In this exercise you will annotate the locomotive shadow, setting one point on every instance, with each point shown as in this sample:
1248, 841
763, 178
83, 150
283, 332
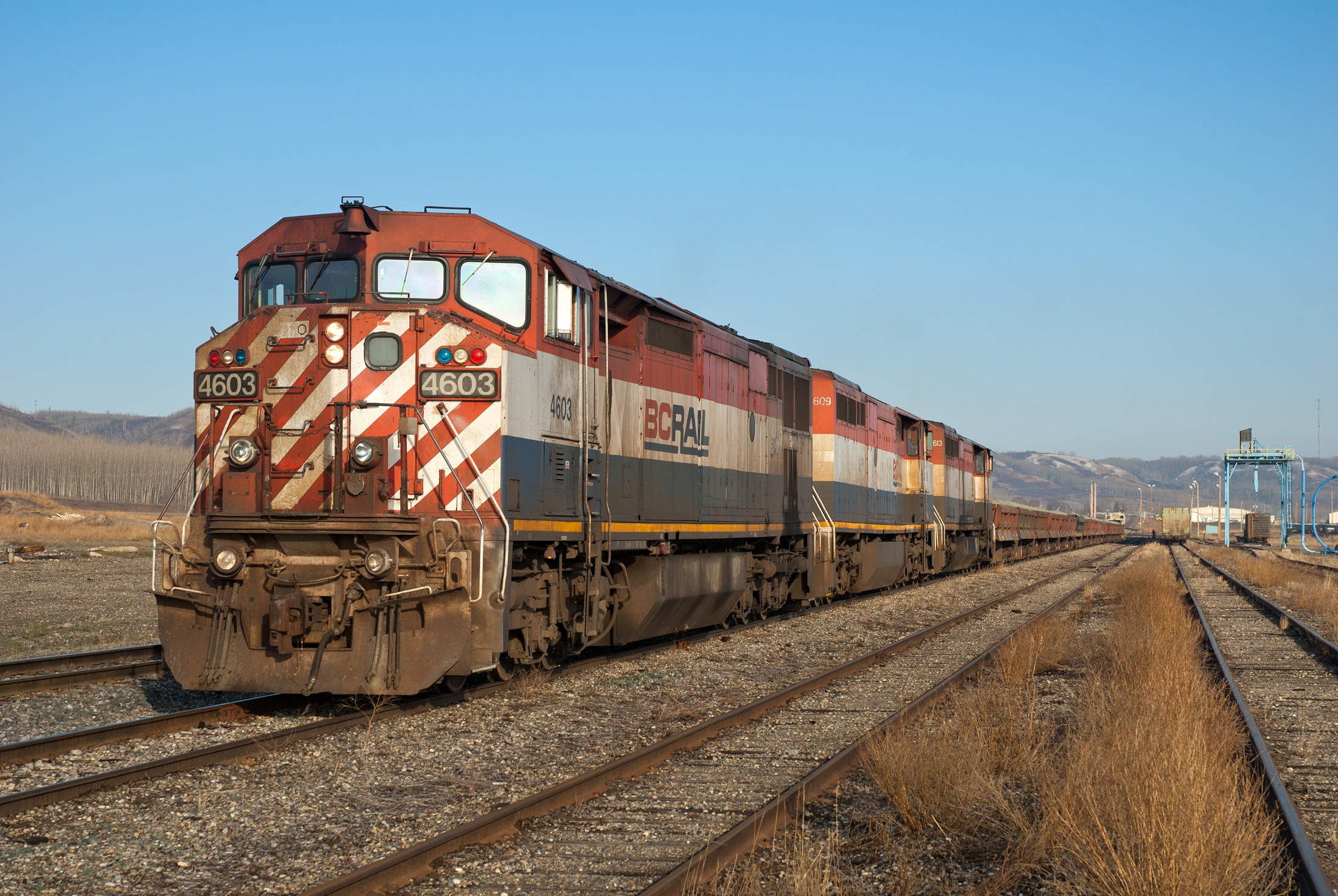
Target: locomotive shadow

• • • • • • •

= Directions =
Recast every line of the data above as a numbered list, skipping blank lines and omitting the picture.

= Solution to the exercise =
1. In this exercise you will annotate the locomotive shadow, setting one point on every instance, with each point shown as in this sample:
2. 1248, 841
3. 763, 178
4. 83, 150
5. 283, 332
6. Target: locomotive shadow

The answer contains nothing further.